▶ [THE TASK]
Restate the records underneath, keeping each one exactly the same.

-=-=-=-=-

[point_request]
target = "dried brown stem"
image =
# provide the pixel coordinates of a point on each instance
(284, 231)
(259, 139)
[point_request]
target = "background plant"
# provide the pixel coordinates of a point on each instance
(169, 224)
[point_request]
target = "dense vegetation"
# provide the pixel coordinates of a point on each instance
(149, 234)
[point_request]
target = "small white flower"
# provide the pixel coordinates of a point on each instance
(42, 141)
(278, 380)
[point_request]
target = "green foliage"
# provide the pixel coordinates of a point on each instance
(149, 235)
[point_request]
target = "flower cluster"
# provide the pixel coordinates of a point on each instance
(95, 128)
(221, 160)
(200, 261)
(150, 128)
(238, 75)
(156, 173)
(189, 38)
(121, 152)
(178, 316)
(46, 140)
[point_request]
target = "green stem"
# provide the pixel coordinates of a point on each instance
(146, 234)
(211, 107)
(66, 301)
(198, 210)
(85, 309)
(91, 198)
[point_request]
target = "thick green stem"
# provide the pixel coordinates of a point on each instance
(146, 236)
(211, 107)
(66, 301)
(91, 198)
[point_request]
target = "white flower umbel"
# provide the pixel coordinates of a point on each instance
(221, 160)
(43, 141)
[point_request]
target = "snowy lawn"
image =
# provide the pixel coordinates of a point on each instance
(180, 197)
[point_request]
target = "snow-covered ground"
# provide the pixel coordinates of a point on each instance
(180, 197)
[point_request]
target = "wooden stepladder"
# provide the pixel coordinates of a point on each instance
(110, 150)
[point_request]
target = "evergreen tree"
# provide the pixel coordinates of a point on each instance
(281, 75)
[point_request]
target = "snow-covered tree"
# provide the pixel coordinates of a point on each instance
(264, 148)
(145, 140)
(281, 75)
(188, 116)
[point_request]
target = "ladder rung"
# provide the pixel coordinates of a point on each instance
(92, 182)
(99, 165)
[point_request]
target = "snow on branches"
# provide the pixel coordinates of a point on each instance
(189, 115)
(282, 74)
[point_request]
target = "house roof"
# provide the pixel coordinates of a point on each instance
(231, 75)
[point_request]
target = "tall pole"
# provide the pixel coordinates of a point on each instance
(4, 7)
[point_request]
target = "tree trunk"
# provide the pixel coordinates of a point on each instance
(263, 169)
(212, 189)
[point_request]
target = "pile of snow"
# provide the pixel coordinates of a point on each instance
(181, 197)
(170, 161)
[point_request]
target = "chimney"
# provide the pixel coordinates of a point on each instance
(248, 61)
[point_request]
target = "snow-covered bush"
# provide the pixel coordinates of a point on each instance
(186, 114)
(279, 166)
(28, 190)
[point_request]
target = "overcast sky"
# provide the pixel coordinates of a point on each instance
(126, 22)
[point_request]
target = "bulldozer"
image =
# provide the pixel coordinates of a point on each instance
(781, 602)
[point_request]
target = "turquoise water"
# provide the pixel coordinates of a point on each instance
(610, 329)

-=-=-=-=-

▶ [WORKED SOLUTION]
[point_request]
target = "dried brown stem"
image =
# provide the pixel coordinates of a point on each instance
(284, 231)
(259, 139)
[point_request]
target = "background plant"
# provide the pixel coordinates of a point on each instance
(169, 224)
[point_request]
target = "dense vegetation"
# provide the pixel coordinates of a point on each instance
(149, 234)
[point_request]
target = "small white flower"
# provide the pixel coordinates of a point on each instance
(42, 141)
(278, 380)
[point_request]
target = "green foliage"
# provide the pixel coordinates of a point on each instance
(149, 235)
[point_request]
target = "flower cluster"
# provide the pixel coordinates of a point on each instance
(95, 128)
(221, 160)
(200, 261)
(150, 128)
(238, 75)
(156, 173)
(189, 38)
(121, 152)
(178, 316)
(46, 140)
[point_request]
target = "green stem"
# provide the pixel coordinates of a point on each instance
(146, 234)
(211, 107)
(66, 301)
(198, 210)
(85, 309)
(91, 198)
[point_request]
target = "thick green stem"
# provide the pixel coordinates of a point on each instance
(146, 236)
(211, 107)
(66, 301)
(91, 198)
[point_request]
target = "white flower umbel"
# provide the pixel coordinates of a point on each instance
(221, 160)
(43, 141)
[point_request]
target = "snowy lawn"
image =
# provide the pixel coordinates of a point on each instance
(180, 197)
[point_request]
target = "snow-covered ground"
# provide the pixel coordinates of a point on each instance
(180, 197)
[point_request]
target = "wooden stepladder"
# provide the pixel coordinates of a point on each instance
(110, 150)
[point_request]
target = "evergreen tree"
# provide the pixel coordinates of a point on each instance
(281, 75)
[point_request]
target = "snow-covered tree"
# provide the pixel coordinates of a point on each instance
(264, 148)
(145, 140)
(281, 75)
(188, 116)
[point_request]
target = "ladder rung"
# provide the pixel coordinates of a point on each instance
(92, 182)
(99, 165)
[point_request]
target = "snow on branches"
# provide the pixel coordinates of a point on each instance
(189, 115)
(282, 74)
[point_request]
target = "house roof"
# provide the pixel coordinates of a point on each instance
(231, 75)
[point_request]
target = "tall pole"
# provide the pixel coordinates of a point on each instance
(4, 7)
[point_request]
target = "tree trunk"
# provide the pixel coordinates of a point on each instance
(263, 169)
(212, 189)
[point_request]
target = "pile of snow"
# provide the pixel coordinates of a point on each instance
(181, 197)
(170, 161)
[point_request]
target = "chimney"
# provide the pixel coordinates of a point on each instance
(248, 61)
[point_request]
target = "snow-covered bush"
# provide the pixel coordinates of a point on each instance
(186, 114)
(279, 166)
(28, 190)
[point_request]
target = "overcast sky"
# provide the pixel coordinates of a point on each instance
(126, 22)
[point_request]
target = "bulldozer"
image =
# provide the pixel coordinates of a point on each instance
(781, 602)
[point_request]
target = "turquoise water"
# provide the pixel coordinates of a point on each instance
(610, 329)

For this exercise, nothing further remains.